Exercise inputs:
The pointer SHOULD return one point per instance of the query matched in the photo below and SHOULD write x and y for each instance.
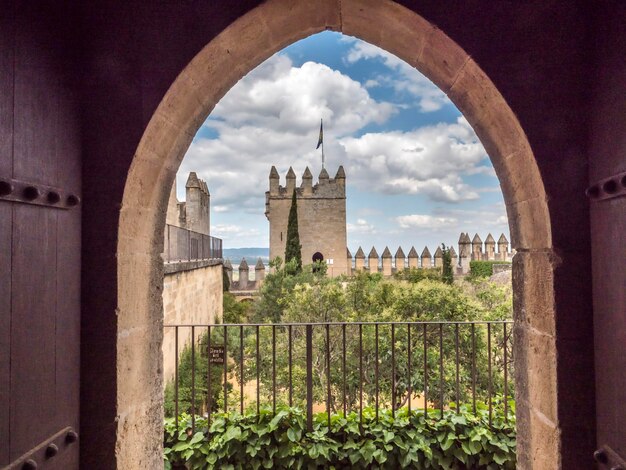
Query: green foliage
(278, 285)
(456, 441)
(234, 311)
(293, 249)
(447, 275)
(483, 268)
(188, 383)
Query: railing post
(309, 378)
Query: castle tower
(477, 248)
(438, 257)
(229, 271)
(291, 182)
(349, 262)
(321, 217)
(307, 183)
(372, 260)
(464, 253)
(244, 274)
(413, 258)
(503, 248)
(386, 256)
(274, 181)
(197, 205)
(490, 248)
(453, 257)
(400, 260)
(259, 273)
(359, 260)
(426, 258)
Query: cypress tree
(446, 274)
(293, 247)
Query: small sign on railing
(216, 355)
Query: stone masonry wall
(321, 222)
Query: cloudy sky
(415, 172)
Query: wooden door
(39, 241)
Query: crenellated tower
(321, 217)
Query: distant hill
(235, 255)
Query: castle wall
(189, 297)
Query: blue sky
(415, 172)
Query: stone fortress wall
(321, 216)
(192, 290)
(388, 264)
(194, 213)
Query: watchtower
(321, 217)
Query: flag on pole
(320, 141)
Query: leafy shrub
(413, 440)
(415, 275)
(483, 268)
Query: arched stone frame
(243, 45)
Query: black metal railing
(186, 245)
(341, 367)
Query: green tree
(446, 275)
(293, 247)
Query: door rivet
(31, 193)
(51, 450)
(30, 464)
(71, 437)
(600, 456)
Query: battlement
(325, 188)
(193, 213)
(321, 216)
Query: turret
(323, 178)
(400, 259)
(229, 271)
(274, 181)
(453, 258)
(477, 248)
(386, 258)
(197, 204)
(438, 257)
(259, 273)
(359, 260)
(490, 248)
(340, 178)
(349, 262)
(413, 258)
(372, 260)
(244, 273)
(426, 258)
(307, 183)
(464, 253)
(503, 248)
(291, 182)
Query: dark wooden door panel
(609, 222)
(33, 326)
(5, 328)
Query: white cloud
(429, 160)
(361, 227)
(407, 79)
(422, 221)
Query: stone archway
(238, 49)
--
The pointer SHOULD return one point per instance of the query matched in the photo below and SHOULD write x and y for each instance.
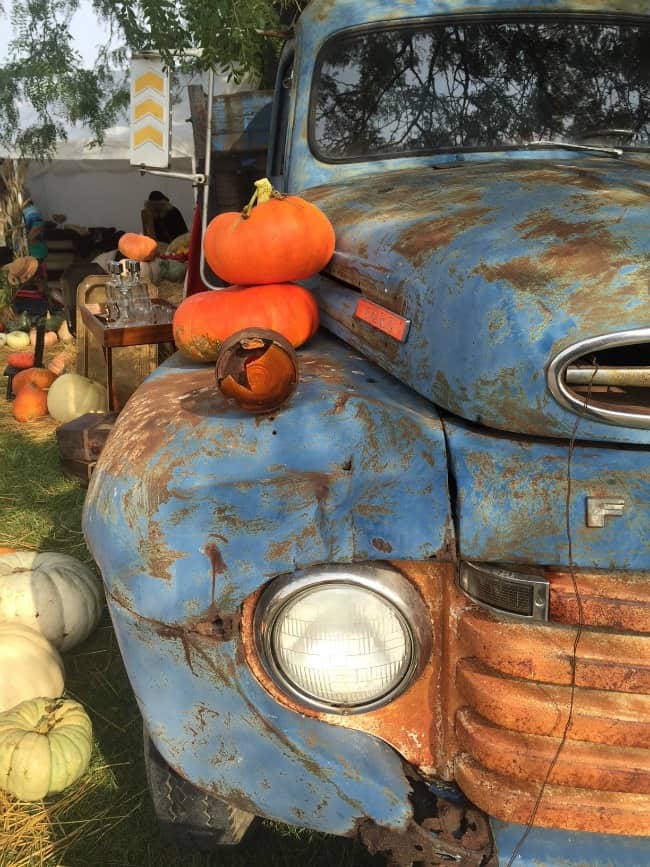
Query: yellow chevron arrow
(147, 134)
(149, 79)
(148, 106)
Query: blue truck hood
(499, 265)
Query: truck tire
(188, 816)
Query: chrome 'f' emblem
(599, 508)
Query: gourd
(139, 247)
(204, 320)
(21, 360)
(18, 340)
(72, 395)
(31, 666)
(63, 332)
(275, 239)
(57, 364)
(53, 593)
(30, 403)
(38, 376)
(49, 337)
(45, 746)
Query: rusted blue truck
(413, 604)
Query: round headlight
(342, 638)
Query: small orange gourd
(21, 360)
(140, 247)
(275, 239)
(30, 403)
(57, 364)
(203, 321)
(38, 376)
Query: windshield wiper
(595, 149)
==
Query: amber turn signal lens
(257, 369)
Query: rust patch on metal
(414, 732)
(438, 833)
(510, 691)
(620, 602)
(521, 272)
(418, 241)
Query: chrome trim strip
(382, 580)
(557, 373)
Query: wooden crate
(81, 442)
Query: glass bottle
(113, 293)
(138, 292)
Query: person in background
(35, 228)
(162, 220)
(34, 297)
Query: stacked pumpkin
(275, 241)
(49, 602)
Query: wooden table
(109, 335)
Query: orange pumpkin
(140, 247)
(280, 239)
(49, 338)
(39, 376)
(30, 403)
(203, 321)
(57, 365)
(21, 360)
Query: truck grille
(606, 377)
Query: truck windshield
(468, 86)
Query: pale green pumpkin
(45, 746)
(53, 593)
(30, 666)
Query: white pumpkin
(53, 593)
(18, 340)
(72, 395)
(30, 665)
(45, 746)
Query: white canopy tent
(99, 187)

What you should do: Count the lines in the data above that contain the word "stone", and reply with that number alone.

Expected answer: 4